START Data provided
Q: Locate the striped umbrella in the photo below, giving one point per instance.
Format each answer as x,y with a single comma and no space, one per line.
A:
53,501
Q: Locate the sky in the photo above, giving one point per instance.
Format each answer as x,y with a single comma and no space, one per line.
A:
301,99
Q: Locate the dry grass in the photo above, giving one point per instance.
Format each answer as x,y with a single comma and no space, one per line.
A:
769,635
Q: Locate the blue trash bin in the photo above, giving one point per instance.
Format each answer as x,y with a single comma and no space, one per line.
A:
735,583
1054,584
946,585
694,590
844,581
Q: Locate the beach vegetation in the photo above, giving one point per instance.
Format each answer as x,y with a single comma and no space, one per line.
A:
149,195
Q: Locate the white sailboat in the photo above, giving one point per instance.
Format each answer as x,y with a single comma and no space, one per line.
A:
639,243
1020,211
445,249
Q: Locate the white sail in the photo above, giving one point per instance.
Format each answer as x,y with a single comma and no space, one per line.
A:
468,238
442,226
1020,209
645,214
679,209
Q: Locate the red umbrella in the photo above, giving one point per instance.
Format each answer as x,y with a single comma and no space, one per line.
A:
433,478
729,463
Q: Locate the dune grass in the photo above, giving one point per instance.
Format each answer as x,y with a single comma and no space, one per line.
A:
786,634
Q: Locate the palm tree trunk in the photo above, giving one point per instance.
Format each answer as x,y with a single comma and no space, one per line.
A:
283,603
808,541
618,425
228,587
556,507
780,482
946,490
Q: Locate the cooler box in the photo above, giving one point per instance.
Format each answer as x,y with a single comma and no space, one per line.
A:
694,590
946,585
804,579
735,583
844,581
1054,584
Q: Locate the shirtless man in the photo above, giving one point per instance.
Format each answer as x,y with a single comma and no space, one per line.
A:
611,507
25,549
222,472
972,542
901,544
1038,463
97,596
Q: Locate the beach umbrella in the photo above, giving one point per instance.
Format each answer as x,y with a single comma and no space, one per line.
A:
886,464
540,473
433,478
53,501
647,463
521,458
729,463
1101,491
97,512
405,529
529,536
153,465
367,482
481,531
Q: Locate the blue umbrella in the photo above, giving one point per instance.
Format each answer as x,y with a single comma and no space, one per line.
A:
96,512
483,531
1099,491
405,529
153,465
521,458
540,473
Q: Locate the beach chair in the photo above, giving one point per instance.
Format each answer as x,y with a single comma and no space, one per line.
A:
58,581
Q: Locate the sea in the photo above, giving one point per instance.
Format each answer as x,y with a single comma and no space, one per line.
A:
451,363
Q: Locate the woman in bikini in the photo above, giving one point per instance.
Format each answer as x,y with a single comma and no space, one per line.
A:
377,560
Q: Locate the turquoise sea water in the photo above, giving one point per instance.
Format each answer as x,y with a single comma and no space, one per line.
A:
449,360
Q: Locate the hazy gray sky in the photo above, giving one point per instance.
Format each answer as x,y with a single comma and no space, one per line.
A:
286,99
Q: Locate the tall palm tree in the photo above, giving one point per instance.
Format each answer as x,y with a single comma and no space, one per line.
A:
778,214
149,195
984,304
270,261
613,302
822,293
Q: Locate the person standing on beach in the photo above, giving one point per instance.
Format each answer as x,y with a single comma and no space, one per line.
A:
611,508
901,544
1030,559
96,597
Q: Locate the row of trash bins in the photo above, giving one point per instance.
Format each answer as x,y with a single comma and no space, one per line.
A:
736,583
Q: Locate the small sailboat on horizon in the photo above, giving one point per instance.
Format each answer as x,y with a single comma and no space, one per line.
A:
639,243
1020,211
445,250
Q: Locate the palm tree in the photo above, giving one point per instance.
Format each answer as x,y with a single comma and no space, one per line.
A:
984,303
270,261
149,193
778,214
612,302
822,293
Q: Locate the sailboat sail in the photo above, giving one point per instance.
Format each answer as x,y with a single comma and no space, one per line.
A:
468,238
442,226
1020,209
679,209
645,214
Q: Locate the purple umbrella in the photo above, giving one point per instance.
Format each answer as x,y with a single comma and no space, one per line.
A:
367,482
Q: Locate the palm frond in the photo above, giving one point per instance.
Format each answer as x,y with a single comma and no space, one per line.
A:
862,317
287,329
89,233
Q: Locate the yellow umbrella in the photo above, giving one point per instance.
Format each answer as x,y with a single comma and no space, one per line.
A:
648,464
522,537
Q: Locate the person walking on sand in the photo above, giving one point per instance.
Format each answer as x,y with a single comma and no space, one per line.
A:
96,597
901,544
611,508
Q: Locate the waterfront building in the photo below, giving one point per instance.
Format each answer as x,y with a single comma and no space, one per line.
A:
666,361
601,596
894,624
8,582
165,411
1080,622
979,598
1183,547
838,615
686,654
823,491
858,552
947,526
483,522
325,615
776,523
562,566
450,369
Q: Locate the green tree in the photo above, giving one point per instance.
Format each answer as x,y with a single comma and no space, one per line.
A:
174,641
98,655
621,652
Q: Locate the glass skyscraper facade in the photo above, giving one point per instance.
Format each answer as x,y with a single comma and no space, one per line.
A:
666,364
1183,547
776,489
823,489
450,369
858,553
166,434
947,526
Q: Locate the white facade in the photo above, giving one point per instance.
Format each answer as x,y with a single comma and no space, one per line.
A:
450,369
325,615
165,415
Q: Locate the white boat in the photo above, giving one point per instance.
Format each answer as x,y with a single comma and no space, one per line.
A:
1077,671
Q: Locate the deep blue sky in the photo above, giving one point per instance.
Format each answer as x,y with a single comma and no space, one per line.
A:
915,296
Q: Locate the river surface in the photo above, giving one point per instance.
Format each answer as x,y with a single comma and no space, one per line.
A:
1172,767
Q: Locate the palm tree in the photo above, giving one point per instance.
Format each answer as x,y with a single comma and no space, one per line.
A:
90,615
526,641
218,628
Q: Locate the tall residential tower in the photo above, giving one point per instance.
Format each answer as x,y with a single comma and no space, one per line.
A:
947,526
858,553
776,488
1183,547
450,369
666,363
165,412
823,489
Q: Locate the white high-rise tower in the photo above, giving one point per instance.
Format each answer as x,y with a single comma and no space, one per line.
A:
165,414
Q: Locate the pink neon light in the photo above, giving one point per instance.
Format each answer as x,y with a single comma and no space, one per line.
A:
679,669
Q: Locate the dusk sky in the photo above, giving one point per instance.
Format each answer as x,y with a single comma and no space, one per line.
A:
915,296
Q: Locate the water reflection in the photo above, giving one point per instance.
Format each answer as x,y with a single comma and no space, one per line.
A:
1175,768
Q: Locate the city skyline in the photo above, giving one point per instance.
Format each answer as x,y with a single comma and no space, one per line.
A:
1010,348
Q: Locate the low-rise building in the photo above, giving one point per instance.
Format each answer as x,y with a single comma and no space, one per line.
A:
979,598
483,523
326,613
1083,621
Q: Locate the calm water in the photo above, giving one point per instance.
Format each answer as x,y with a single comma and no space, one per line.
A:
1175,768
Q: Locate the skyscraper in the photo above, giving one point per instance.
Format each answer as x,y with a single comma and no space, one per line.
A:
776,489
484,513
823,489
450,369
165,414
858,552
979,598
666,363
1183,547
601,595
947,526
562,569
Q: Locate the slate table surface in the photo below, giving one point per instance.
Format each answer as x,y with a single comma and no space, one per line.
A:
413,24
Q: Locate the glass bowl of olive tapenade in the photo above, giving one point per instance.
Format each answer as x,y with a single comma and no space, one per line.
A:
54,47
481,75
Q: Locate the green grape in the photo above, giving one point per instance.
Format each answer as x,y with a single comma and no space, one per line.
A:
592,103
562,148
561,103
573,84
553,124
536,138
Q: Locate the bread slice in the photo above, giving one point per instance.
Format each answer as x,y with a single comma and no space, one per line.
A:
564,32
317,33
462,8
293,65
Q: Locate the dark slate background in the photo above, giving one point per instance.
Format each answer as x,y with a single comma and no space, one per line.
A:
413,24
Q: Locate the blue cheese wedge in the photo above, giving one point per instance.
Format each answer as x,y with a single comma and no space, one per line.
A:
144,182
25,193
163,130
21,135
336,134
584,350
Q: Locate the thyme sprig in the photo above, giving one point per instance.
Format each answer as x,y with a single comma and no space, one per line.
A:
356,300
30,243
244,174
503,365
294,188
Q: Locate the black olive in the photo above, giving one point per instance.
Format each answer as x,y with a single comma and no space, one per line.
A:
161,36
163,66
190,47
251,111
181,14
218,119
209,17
END Data provided
What you will do = In the listing above, find the line containing "Q: Locate the glass bowl", then reproduce it and each line after it through the end, exactly and with nothing added.

Output of the exercise =
Q: Locate the glass bowl of olive tapenade in the photo above, giving one point per instance.
Format each answer as x,y with a single comma and no space, one per line.
A:
54,47
481,75
Q: Locate the green grape in the photo above, giving one point per instance.
Format each answer as x,y with a single comma and no space, one per line.
A:
592,103
562,148
561,103
573,84
553,124
536,138
Q: Locate the bread slice in the photo above, giving one point per instance.
Format each answer as x,y with a single comma and no space, one per line.
A:
564,32
317,33
462,8
293,65
Q: Locate the dark slate background in the photo above, giving one point per instance.
Format each answer as x,y with a single comma and no space, one per line.
A:
413,24
Q: Locate the blue cheese wedge in the photo above, giving one point per instance.
Format each answer as x,y with a single comma and no space, one per line.
A:
144,182
25,193
163,130
21,135
336,134
584,350
Q: Locate the thyme sprig in the photo above, giving one point per instance.
Format each answer as x,y with a single comma and no space, one per line.
A:
356,300
30,243
244,174
503,365
294,188
Q: Locate the black olive in the photo above, giving one point per instance.
Format each answer as x,y with a single comma and no space, one per line.
A:
161,36
163,66
190,47
251,111
181,14
218,119
209,17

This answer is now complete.